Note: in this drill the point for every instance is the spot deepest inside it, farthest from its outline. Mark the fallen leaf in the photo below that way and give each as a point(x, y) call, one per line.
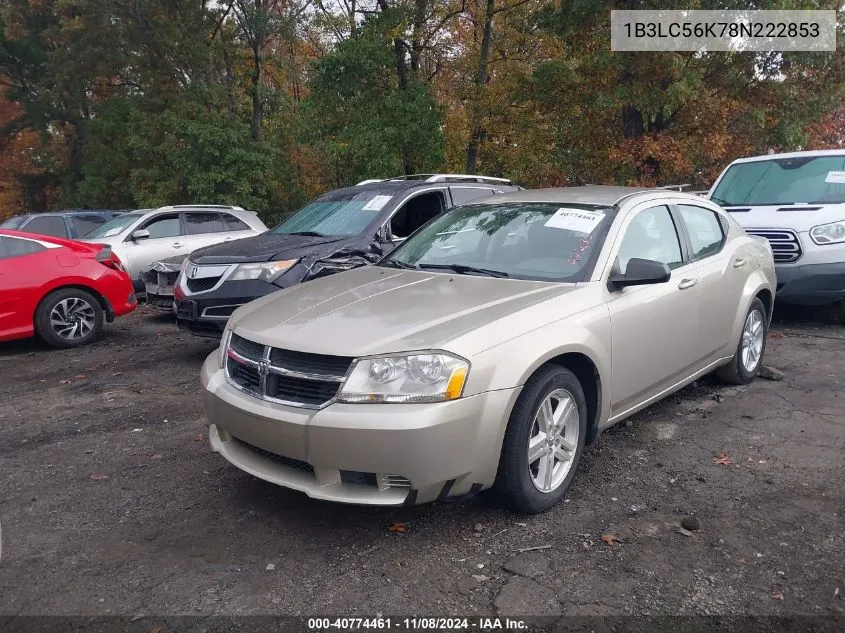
point(723, 460)
point(610, 539)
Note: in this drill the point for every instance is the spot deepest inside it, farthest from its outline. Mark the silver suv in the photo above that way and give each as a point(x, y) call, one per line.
point(143, 237)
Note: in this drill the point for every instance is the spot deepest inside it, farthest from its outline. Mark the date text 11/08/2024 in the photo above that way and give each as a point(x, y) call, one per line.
point(417, 624)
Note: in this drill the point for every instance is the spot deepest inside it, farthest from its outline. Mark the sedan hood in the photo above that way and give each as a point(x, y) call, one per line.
point(799, 217)
point(373, 310)
point(265, 248)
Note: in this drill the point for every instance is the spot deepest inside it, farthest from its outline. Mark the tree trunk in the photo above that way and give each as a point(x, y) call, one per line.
point(257, 104)
point(477, 131)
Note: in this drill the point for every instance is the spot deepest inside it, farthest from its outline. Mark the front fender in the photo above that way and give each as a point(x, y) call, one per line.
point(511, 363)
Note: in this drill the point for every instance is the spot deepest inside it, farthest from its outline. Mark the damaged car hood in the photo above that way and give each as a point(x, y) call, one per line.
point(373, 310)
point(269, 247)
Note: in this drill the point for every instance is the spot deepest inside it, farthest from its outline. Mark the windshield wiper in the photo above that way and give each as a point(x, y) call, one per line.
point(721, 202)
point(463, 269)
point(395, 263)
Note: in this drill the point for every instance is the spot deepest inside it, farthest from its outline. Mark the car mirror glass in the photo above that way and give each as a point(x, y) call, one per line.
point(640, 272)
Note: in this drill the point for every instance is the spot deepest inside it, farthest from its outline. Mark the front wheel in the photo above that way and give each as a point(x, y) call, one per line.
point(748, 358)
point(69, 317)
point(543, 442)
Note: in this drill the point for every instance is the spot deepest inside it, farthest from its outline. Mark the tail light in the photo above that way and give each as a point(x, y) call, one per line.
point(107, 258)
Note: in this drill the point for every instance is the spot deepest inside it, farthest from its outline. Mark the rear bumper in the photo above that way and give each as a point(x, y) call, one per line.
point(360, 453)
point(811, 284)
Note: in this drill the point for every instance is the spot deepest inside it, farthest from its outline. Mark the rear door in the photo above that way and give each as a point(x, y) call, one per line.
point(82, 225)
point(721, 271)
point(653, 327)
point(47, 224)
point(22, 271)
point(205, 228)
point(167, 239)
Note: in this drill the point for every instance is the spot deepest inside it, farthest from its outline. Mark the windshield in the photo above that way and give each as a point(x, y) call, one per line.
point(540, 241)
point(114, 227)
point(811, 180)
point(337, 213)
point(13, 223)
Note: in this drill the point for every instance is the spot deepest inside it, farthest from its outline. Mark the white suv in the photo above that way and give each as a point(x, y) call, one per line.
point(797, 202)
point(143, 237)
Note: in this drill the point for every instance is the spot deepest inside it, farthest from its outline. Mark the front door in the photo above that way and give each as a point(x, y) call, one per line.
point(653, 327)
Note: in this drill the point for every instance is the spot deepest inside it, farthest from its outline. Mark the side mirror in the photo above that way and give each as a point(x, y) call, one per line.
point(640, 272)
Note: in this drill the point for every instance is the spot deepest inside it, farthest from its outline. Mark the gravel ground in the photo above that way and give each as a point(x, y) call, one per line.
point(112, 502)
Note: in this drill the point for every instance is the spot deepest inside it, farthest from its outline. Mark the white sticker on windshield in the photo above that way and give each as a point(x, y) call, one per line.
point(577, 220)
point(376, 203)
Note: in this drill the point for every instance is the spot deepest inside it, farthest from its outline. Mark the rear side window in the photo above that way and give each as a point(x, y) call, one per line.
point(164, 226)
point(84, 224)
point(47, 225)
point(14, 247)
point(463, 194)
point(704, 229)
point(234, 224)
point(199, 223)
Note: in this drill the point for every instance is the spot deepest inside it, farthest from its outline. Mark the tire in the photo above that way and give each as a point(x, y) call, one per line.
point(69, 317)
point(737, 372)
point(515, 480)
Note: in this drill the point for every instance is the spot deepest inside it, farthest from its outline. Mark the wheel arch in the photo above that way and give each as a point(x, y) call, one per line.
point(104, 304)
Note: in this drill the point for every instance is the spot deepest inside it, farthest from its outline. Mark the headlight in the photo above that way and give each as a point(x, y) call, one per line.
point(833, 233)
point(224, 344)
point(269, 271)
point(412, 378)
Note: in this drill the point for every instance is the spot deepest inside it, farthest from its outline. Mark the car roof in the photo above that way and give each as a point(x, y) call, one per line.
point(604, 195)
point(806, 154)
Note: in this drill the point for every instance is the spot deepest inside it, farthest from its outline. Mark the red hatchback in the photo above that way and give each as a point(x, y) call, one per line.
point(58, 289)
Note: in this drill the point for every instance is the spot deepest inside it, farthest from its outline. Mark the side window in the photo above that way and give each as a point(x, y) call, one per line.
point(13, 247)
point(163, 226)
point(464, 194)
point(704, 229)
point(651, 234)
point(234, 224)
point(47, 225)
point(416, 212)
point(84, 224)
point(200, 223)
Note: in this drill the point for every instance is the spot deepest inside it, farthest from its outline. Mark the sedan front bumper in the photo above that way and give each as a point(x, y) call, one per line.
point(374, 454)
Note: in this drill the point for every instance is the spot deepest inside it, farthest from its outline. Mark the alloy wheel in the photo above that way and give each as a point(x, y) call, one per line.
point(72, 319)
point(553, 440)
point(752, 341)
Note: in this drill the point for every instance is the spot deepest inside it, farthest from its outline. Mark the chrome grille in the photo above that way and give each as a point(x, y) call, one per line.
point(285, 376)
point(785, 245)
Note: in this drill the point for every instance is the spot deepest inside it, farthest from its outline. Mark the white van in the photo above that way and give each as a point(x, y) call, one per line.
point(797, 202)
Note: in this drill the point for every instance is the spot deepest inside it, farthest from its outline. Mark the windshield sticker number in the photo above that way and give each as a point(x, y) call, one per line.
point(577, 220)
point(376, 204)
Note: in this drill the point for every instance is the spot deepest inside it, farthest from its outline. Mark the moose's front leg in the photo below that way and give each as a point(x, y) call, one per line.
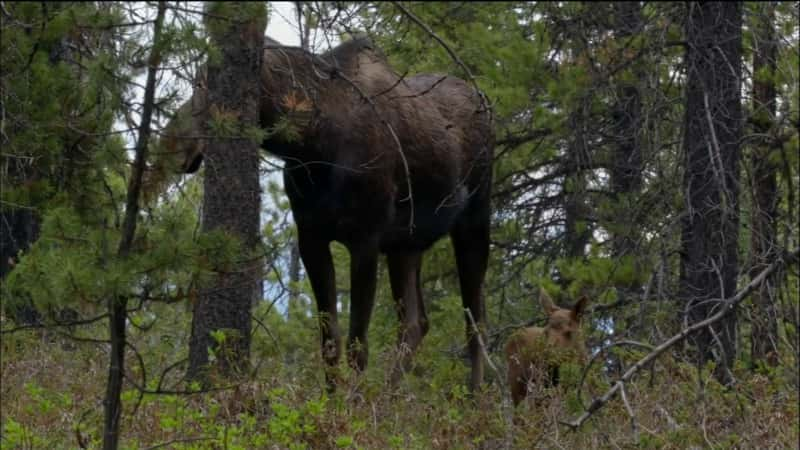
point(363, 268)
point(316, 256)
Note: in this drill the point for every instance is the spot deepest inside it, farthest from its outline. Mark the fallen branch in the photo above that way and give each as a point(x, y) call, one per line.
point(727, 307)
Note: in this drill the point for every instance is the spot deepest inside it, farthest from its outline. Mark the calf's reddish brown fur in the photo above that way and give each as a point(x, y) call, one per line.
point(534, 354)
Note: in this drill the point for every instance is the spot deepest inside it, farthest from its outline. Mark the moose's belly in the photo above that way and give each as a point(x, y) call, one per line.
point(432, 218)
point(350, 213)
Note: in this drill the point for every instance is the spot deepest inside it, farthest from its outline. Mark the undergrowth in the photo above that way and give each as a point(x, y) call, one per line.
point(52, 394)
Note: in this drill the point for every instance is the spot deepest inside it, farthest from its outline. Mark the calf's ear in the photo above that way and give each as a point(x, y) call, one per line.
point(580, 306)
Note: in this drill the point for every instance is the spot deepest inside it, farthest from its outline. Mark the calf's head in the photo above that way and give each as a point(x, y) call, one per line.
point(534, 352)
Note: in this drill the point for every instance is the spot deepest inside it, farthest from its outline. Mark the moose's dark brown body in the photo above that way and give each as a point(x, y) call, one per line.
point(348, 180)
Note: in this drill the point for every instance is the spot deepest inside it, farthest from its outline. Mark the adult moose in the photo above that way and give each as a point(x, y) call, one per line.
point(381, 164)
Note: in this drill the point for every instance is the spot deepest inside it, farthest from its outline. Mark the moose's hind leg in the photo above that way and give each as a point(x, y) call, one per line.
point(316, 256)
point(363, 273)
point(404, 268)
point(471, 244)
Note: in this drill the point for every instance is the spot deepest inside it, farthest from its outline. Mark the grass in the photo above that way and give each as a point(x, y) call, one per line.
point(52, 397)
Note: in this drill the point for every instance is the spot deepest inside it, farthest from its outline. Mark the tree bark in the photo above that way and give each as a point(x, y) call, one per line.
point(709, 259)
point(232, 194)
point(19, 229)
point(627, 165)
point(763, 240)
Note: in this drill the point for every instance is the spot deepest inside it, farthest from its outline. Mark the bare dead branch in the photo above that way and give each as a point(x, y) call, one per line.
point(727, 307)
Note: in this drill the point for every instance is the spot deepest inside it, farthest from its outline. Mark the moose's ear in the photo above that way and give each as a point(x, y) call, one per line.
point(547, 302)
point(580, 306)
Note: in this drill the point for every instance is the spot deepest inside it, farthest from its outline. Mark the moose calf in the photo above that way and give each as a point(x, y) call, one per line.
point(535, 351)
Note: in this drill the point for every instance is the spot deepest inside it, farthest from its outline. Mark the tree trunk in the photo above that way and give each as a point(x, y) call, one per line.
point(19, 229)
point(232, 194)
point(763, 243)
point(576, 225)
point(627, 166)
point(709, 259)
point(118, 307)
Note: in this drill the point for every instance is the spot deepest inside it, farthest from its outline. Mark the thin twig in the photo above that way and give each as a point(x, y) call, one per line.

**Task prompt**
Copy out unchanged every line of the entries above, starting at the line containing "the calf's head" and continuing down through the line containing "point(534, 352)", with both of those lines included.

**Answer to this exercise**
Note: in this drill the point for every instance is the spot deepest inside it, farthest from its outline. Mark the calf's head in the photo above that way and give each as a point(x, y) call, one per line.
point(534, 352)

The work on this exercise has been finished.